▸ Data shown:
—————

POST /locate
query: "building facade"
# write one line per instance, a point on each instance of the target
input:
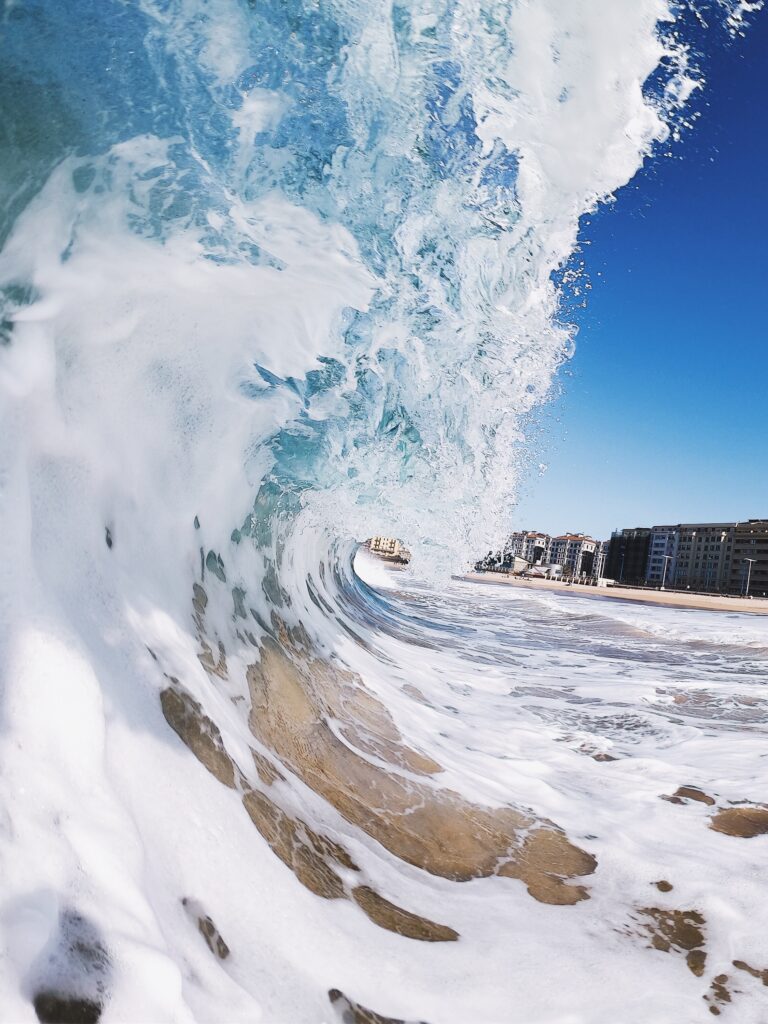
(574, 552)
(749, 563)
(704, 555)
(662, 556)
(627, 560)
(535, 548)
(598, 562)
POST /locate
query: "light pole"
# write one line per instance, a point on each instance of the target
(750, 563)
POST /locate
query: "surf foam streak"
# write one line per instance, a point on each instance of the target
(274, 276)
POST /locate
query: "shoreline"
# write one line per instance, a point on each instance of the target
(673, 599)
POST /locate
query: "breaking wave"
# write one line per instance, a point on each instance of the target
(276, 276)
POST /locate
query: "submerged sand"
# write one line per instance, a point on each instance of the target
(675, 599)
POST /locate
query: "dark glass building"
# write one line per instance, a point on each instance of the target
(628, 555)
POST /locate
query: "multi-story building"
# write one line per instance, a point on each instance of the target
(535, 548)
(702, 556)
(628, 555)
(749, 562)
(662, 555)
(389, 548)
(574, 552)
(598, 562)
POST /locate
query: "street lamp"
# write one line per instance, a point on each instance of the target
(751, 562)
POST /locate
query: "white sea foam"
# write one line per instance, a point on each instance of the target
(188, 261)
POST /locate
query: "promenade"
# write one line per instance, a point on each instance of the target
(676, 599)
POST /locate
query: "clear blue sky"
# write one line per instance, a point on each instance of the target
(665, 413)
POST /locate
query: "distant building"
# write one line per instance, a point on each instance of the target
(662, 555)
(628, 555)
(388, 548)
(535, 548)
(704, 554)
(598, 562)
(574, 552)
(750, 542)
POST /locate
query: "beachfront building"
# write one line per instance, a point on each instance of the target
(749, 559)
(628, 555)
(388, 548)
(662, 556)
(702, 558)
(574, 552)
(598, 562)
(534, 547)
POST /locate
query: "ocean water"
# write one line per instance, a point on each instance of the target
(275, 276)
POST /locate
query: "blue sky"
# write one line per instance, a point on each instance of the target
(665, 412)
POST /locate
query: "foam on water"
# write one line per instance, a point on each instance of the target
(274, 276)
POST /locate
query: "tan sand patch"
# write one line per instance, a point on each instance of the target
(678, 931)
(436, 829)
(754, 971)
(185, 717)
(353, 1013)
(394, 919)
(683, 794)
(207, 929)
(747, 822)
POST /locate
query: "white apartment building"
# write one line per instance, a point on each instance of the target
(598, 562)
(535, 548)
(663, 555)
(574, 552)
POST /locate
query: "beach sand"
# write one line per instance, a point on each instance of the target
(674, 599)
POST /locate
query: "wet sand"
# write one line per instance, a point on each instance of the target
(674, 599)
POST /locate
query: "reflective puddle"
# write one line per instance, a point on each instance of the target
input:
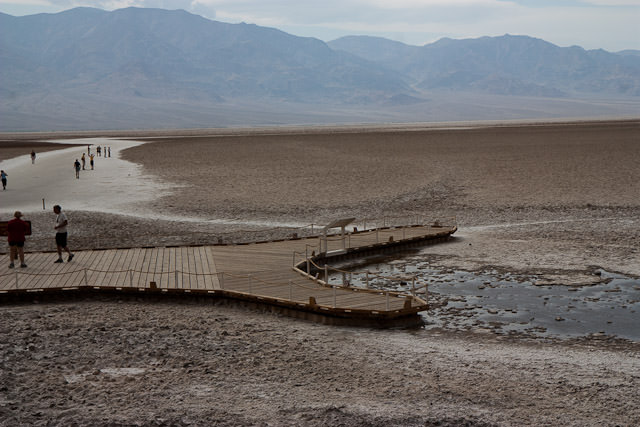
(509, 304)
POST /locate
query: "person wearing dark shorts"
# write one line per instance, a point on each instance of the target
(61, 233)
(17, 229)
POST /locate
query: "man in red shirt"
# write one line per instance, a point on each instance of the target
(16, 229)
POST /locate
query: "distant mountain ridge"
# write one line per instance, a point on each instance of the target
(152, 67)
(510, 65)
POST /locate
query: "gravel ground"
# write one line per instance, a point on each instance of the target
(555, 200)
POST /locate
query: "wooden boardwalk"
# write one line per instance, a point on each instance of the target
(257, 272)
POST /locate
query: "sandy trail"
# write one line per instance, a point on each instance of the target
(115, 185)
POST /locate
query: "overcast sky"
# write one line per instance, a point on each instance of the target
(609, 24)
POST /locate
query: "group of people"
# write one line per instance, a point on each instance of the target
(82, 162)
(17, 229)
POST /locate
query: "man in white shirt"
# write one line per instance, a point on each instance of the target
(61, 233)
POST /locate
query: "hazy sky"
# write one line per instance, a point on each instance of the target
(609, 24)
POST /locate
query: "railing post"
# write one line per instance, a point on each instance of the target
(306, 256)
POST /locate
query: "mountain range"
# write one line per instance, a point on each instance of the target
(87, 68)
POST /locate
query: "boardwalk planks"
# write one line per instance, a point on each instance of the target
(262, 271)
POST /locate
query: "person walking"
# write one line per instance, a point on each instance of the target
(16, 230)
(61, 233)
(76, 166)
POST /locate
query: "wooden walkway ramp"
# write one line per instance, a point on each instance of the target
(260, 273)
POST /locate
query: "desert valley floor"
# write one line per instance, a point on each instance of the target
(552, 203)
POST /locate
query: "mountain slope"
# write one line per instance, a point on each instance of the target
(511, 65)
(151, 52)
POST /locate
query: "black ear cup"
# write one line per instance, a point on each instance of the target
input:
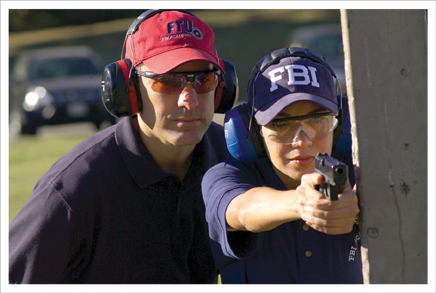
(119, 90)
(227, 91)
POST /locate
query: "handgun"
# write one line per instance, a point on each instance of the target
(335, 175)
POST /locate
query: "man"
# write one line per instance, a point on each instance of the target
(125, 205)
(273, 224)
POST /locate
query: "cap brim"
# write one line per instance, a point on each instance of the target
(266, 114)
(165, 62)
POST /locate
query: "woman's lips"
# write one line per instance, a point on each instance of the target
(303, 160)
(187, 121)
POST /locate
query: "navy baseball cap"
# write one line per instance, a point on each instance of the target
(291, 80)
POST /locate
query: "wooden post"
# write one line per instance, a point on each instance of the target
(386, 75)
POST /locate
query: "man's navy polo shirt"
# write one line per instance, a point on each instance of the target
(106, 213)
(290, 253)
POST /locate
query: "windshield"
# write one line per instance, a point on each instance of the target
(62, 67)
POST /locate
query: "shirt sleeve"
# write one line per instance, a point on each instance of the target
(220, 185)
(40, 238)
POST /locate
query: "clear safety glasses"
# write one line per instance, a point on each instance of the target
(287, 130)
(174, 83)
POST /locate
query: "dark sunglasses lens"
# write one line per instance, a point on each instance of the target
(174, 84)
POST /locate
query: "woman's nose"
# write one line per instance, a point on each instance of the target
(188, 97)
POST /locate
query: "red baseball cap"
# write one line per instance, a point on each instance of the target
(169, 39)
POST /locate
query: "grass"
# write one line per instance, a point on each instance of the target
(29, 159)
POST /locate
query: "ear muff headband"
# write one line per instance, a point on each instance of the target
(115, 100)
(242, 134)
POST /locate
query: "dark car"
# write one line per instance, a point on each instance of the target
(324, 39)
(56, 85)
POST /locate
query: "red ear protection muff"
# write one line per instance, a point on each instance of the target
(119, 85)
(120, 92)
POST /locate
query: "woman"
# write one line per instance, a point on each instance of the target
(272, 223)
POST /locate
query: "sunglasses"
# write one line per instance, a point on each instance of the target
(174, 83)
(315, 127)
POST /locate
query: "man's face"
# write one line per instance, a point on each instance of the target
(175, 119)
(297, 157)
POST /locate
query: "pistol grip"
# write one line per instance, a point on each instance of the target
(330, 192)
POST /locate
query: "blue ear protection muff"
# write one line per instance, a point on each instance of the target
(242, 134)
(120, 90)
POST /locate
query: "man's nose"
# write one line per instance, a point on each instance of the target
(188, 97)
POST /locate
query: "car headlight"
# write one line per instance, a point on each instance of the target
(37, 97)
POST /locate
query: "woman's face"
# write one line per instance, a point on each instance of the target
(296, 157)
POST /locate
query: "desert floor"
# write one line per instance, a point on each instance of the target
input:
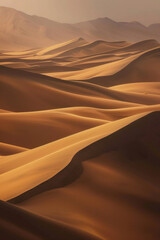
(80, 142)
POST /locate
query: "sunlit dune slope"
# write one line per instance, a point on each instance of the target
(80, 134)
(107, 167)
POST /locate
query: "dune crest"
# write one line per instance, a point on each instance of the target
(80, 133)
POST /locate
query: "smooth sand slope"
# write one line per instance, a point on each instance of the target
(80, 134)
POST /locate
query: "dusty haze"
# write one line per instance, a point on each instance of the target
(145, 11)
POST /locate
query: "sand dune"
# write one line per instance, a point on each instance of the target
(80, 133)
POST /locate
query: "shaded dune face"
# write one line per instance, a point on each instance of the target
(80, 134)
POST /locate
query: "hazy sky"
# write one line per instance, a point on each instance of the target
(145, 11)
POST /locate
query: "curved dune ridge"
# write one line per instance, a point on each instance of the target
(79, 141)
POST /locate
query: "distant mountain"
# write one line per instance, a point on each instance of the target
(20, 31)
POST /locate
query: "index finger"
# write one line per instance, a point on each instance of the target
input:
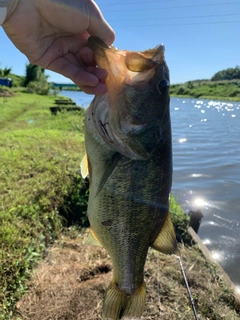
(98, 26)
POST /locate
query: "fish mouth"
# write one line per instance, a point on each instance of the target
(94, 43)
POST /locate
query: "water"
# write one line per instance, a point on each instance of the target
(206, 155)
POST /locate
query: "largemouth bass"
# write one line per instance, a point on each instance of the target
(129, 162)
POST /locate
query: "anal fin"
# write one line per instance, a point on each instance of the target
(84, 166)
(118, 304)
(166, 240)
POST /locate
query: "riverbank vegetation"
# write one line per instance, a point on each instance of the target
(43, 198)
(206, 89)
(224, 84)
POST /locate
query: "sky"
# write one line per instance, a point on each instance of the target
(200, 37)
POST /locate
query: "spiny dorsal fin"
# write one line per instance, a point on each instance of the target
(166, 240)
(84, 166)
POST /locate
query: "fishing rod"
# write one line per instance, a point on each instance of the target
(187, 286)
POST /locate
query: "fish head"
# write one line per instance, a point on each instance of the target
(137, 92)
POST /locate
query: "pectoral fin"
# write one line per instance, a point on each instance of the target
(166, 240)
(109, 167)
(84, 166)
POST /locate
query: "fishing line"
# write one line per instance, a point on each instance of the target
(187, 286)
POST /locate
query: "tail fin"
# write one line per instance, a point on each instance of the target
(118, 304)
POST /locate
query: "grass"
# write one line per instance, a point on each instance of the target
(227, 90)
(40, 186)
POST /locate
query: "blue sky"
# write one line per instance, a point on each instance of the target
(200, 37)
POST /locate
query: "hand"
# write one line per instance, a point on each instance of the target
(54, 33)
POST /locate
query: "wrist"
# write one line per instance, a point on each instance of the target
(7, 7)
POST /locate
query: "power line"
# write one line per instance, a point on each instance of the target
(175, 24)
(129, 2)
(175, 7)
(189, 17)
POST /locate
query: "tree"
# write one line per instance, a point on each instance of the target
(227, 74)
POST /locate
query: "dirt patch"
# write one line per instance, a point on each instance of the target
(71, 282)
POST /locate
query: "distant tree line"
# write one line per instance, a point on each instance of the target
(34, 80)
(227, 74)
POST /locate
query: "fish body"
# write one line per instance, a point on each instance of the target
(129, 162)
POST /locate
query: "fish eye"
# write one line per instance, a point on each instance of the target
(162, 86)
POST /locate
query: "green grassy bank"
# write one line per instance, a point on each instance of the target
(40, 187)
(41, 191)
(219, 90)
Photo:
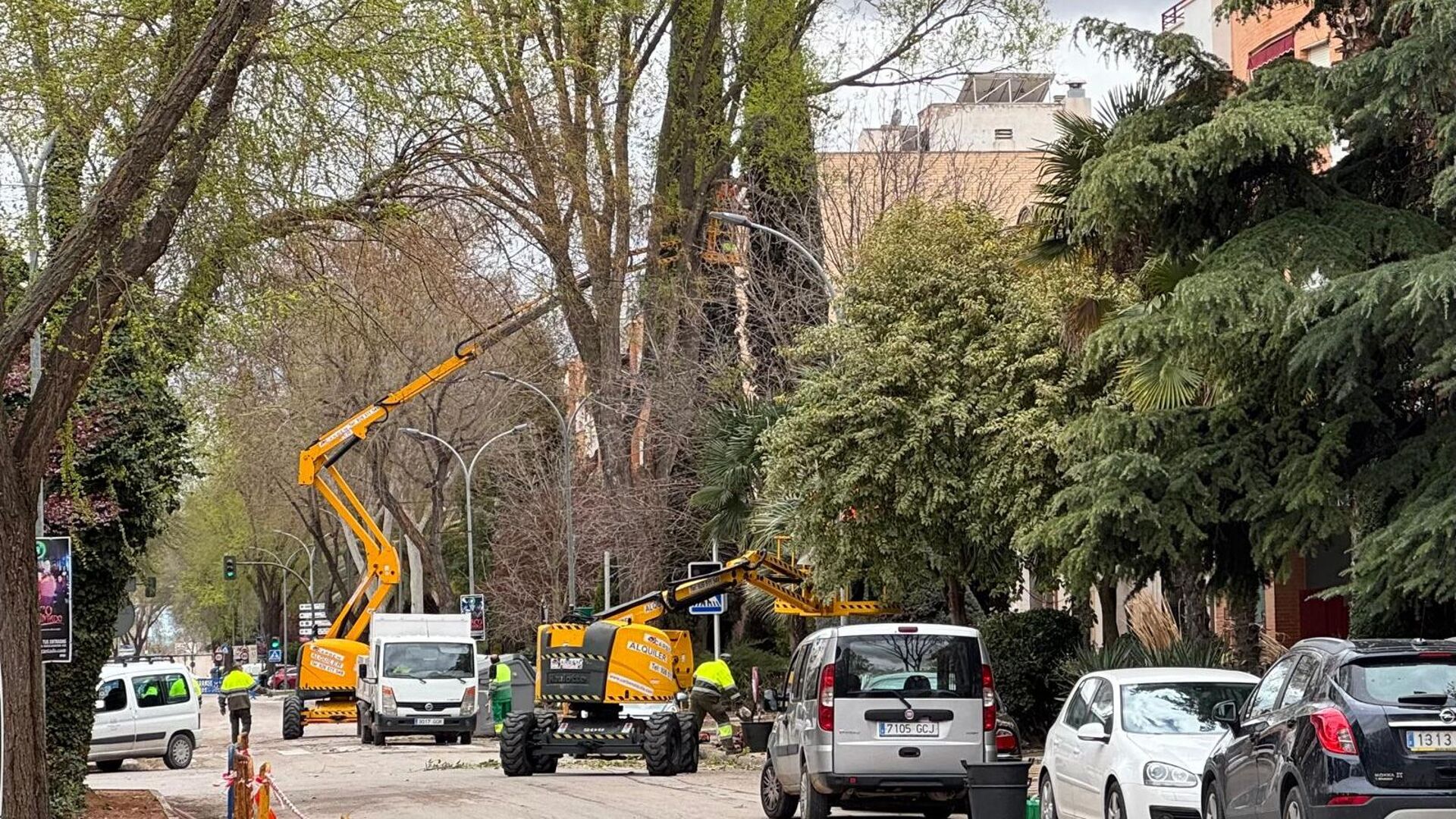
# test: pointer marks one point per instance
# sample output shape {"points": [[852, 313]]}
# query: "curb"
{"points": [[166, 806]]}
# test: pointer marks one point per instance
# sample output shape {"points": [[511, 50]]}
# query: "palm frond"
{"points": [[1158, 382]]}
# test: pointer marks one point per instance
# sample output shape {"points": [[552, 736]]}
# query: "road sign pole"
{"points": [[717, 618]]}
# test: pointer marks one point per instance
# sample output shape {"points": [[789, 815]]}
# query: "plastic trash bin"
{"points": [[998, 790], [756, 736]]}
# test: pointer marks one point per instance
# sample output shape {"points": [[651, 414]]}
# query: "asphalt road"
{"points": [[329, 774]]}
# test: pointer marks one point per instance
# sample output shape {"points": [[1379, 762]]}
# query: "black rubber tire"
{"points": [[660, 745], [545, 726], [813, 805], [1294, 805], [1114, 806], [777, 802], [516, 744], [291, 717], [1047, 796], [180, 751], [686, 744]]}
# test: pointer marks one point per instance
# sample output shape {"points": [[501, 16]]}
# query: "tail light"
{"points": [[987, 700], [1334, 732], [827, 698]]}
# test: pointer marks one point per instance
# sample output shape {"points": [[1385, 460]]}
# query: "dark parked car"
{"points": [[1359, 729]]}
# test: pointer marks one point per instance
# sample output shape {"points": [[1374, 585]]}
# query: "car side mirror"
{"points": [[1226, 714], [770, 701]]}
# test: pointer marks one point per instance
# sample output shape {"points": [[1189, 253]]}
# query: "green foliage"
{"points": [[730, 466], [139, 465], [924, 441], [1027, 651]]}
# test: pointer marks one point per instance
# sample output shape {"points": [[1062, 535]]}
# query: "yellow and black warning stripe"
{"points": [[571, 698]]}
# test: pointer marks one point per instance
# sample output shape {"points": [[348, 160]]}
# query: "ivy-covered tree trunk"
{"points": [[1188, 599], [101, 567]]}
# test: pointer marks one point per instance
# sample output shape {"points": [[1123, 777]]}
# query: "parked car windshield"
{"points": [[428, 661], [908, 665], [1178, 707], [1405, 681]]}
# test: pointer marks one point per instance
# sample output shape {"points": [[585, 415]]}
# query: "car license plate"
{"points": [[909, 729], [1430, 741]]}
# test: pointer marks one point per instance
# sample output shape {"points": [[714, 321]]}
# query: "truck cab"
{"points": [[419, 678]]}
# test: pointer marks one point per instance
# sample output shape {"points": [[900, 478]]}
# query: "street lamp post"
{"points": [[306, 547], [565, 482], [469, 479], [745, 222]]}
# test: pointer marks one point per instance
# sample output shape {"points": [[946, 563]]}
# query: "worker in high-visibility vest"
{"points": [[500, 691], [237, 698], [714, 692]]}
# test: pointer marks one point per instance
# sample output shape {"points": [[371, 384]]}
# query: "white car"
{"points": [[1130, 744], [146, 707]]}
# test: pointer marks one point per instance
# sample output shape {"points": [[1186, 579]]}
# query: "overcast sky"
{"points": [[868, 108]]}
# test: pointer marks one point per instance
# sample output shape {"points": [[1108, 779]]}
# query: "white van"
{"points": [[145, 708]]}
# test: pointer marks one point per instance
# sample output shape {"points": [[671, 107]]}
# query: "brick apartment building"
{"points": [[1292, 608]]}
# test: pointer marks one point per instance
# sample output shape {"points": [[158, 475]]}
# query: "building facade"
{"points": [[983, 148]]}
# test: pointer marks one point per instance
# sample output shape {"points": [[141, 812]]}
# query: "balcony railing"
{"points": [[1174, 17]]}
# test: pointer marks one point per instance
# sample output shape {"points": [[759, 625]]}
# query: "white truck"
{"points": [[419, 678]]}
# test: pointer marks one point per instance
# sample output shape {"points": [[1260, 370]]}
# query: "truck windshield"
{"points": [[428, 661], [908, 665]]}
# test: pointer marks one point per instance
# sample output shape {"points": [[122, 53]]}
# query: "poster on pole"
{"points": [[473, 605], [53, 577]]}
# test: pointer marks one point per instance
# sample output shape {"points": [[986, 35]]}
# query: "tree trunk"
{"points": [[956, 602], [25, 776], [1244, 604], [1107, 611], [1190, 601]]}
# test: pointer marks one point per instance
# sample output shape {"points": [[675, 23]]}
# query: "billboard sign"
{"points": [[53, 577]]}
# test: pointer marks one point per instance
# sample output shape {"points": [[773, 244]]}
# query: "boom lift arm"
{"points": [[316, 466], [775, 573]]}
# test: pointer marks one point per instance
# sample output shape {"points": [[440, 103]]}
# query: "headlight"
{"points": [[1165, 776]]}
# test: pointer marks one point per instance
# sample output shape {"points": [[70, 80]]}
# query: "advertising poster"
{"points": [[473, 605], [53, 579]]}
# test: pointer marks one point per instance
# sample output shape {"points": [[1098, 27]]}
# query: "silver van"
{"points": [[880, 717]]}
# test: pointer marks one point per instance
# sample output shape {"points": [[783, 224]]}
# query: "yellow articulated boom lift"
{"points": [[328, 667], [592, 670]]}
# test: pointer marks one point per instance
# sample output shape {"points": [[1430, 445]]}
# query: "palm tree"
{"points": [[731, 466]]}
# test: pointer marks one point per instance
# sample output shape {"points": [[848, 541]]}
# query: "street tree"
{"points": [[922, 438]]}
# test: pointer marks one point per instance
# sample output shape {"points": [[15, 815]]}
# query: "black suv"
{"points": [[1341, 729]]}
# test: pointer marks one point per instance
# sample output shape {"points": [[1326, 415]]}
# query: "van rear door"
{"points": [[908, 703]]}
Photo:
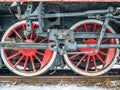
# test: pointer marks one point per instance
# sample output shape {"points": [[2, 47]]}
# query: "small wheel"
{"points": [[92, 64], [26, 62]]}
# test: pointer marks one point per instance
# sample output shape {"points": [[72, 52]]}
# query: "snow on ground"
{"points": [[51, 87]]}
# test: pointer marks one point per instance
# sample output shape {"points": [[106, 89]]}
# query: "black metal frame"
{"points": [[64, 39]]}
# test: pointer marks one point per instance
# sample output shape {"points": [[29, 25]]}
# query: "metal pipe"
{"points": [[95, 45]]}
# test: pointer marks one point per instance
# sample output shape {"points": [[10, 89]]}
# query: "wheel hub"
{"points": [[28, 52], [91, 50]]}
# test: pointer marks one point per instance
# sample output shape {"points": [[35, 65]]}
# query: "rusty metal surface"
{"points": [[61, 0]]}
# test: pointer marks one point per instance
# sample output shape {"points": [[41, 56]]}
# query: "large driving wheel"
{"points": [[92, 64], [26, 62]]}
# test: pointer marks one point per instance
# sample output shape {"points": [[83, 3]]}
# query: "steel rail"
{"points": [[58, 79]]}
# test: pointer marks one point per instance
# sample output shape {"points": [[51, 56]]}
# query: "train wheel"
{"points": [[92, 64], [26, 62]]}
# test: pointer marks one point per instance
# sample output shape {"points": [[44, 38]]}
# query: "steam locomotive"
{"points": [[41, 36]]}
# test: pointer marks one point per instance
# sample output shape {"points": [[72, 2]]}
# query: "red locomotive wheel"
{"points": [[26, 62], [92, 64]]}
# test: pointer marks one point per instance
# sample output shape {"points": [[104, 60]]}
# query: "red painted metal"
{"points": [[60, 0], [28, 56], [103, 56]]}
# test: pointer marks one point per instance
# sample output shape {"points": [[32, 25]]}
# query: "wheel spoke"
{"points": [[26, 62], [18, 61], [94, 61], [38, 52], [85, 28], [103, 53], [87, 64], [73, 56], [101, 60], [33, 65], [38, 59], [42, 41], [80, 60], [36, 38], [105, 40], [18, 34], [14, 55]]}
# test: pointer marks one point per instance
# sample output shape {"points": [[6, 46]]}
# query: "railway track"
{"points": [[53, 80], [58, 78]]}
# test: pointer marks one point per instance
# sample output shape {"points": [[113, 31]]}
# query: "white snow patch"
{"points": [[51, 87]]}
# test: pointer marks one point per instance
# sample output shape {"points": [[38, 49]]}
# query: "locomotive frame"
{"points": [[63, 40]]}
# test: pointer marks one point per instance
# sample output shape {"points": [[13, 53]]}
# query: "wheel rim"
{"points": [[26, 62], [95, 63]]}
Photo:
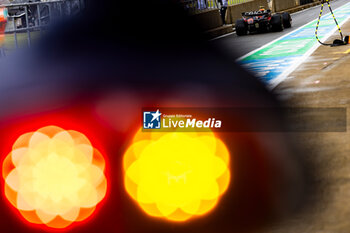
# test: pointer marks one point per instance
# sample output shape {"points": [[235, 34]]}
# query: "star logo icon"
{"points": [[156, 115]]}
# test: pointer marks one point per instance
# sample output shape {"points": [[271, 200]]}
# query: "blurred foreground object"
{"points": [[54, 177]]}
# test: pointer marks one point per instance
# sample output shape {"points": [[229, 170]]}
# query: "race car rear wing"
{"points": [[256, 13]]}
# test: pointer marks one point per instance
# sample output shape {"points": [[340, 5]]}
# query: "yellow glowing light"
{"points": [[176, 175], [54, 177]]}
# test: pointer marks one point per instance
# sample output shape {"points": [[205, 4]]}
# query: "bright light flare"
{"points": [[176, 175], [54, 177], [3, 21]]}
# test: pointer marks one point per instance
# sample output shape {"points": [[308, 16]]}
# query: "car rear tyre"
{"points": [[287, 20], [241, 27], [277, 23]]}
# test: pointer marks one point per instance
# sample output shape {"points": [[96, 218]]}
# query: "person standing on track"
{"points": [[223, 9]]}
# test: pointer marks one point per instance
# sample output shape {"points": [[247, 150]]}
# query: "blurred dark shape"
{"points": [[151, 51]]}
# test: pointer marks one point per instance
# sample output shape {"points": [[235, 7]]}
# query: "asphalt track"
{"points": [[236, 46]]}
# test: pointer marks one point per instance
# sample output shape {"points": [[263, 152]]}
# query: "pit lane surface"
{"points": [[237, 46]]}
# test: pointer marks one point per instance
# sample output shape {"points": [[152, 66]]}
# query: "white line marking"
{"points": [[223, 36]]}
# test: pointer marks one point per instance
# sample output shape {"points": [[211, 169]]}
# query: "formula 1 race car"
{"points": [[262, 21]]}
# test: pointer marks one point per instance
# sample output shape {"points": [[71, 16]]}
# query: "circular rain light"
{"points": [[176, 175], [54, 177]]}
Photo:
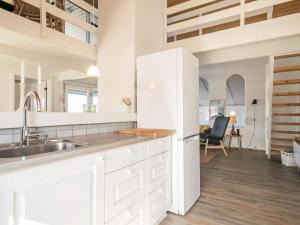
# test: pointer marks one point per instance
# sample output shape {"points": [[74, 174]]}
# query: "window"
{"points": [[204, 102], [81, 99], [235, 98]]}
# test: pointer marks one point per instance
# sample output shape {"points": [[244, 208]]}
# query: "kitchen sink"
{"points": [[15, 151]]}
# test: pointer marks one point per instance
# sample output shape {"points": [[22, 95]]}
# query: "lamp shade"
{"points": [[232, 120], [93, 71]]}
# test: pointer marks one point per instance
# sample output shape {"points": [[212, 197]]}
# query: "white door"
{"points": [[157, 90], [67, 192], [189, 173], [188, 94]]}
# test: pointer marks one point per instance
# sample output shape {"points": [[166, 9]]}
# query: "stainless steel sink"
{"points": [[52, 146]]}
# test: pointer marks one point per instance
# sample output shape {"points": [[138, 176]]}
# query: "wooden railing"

—————

▸ Task prompt:
Count all lines of the data that include "water". The answer is the number alone.

▸ Solution to this task:
3